◆ Exercise
Return, without alteration, the part of the material below that opens with the line containing "target | woman in light blue shirt" and closes with the line containing "[1040, 255]", including both of those lines.
···
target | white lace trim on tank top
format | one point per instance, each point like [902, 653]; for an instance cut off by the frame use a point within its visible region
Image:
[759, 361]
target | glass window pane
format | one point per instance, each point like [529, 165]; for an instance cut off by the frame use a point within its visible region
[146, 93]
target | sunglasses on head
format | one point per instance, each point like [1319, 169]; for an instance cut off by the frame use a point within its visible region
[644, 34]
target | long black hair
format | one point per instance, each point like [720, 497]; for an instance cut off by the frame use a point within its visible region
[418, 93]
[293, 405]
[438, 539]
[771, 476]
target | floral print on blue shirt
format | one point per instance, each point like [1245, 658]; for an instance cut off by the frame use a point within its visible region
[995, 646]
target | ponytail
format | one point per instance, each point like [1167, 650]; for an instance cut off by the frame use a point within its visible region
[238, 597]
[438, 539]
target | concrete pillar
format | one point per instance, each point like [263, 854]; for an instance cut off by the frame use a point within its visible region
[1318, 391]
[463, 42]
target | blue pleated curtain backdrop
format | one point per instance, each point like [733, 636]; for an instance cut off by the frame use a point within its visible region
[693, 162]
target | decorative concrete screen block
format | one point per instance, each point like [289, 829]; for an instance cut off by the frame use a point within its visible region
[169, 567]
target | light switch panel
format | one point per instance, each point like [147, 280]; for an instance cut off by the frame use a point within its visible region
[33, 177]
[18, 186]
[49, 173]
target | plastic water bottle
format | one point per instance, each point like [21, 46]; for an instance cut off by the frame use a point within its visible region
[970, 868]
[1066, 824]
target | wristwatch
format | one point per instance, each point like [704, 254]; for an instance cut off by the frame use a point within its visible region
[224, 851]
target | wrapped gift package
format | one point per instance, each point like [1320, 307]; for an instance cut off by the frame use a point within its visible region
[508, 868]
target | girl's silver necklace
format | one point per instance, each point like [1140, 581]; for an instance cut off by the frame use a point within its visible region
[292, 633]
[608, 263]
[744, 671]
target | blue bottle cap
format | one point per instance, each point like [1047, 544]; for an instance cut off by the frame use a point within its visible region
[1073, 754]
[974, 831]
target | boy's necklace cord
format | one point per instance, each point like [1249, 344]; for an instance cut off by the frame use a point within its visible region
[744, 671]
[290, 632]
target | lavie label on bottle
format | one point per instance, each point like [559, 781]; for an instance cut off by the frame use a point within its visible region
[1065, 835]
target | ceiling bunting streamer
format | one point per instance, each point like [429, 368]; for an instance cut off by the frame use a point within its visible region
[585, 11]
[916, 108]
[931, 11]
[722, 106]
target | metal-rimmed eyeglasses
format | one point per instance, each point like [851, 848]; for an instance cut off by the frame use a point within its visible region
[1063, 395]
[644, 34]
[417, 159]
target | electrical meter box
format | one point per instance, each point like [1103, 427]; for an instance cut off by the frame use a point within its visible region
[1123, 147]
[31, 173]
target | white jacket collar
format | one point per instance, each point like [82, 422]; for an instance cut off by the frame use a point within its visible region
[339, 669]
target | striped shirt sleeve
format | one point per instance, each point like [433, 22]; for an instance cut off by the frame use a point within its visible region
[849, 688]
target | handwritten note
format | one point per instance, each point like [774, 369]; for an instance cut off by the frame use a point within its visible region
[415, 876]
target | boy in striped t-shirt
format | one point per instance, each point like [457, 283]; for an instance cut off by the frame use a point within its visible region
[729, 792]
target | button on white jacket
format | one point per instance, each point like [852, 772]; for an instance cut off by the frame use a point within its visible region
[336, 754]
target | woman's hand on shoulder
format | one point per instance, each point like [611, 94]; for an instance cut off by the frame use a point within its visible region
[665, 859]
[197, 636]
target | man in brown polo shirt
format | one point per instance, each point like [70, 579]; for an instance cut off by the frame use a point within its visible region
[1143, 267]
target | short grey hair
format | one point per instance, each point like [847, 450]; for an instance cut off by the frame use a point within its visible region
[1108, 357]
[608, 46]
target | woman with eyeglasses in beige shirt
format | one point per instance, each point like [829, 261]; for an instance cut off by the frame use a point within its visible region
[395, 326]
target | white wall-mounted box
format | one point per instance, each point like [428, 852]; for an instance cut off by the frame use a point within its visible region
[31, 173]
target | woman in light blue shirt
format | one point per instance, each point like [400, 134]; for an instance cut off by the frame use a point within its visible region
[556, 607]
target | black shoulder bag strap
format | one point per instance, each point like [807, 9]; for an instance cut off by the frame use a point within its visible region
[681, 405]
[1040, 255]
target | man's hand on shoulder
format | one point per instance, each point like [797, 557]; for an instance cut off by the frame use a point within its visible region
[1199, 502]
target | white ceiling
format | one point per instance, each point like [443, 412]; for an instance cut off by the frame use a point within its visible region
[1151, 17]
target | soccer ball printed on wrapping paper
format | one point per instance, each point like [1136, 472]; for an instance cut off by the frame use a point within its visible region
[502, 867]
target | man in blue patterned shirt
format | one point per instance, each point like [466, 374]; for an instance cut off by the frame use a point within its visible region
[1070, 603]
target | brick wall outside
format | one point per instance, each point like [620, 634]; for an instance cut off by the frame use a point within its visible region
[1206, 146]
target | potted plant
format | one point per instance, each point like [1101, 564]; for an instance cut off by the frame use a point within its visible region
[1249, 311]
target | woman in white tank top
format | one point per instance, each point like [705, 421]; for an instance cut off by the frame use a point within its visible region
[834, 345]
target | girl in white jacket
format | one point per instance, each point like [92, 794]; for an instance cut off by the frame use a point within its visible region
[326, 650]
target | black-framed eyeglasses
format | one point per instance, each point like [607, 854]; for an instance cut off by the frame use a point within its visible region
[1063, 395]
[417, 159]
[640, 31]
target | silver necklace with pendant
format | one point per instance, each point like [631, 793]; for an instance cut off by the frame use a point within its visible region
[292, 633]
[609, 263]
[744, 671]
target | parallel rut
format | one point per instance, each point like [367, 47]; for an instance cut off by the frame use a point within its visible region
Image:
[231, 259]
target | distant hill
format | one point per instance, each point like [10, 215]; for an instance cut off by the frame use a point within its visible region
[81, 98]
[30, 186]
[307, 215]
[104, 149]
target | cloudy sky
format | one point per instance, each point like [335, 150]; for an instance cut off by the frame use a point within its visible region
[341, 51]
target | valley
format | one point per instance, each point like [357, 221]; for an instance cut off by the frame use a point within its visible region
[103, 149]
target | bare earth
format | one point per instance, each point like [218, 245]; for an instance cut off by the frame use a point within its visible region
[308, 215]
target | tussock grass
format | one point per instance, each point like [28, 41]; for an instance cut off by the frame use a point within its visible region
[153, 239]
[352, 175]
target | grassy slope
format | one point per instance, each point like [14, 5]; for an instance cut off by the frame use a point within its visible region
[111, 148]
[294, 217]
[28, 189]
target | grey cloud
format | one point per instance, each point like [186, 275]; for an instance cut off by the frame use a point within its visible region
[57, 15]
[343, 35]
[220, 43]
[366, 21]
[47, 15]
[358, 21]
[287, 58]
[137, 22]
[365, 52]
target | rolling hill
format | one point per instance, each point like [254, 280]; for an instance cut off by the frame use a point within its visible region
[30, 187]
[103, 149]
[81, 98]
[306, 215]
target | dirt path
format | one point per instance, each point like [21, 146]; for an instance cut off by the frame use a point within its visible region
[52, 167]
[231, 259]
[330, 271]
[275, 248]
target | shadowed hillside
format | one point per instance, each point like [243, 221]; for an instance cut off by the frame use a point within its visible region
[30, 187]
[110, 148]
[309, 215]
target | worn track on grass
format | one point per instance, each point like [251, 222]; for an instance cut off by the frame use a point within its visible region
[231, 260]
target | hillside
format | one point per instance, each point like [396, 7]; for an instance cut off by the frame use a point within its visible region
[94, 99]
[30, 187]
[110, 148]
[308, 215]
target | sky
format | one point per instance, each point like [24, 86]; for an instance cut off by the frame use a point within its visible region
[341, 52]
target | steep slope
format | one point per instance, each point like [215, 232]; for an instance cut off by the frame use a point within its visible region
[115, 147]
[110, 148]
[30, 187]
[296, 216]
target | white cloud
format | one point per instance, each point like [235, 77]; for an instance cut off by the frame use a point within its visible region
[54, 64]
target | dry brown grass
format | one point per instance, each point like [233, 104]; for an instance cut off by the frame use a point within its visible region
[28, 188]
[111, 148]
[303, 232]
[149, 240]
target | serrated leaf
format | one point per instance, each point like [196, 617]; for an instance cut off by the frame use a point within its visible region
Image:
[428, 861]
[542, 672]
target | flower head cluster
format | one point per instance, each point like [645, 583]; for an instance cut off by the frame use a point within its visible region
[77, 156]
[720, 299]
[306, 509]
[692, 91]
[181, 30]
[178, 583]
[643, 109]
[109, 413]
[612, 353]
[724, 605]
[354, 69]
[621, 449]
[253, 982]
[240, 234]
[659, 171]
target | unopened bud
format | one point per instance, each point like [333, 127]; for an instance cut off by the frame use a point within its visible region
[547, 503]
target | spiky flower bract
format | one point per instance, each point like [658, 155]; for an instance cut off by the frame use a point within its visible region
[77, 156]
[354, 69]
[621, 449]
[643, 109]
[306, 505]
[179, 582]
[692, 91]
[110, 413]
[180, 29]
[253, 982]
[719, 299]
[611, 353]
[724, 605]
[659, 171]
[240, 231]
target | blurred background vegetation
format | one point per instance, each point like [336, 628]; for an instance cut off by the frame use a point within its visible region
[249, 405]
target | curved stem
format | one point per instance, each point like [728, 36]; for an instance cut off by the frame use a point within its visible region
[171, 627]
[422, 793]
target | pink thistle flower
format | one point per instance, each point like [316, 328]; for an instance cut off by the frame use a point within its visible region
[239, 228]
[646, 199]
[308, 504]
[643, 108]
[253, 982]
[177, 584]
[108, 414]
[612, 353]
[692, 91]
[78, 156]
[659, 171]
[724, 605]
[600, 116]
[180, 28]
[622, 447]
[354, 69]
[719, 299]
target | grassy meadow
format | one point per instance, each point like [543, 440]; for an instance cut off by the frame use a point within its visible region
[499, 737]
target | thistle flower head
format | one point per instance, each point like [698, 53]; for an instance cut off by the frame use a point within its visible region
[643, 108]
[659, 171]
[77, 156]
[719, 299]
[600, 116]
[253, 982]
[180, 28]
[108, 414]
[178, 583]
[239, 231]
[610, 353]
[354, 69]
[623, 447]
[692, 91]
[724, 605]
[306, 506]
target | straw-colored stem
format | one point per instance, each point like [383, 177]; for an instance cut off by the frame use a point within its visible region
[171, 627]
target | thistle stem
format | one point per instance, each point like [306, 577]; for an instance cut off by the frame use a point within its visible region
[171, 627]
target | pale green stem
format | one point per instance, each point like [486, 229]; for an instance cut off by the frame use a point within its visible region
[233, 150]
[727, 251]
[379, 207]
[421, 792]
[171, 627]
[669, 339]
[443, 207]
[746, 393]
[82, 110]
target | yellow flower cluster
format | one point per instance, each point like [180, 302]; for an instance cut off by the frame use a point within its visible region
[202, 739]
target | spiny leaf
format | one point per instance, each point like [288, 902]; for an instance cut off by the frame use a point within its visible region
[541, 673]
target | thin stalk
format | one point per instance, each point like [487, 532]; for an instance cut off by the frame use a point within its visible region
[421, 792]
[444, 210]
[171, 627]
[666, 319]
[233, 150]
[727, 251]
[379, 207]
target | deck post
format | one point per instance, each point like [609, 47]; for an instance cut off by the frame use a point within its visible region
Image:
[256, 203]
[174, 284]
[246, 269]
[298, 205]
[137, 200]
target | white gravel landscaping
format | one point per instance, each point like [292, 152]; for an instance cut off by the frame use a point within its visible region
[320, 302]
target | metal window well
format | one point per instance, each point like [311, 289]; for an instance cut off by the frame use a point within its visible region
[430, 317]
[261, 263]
···
◆ Exercise result
target | woman in light blue shirt
format | one point per instance, each point like [400, 134]; for an instance cut off by the frame use a point within its visible region
[556, 607]
target | black shoulder bag strap
format | one point per instance, each point like [807, 9]; for an instance cut off by the frame use a point within its visible region
[681, 405]
[1040, 255]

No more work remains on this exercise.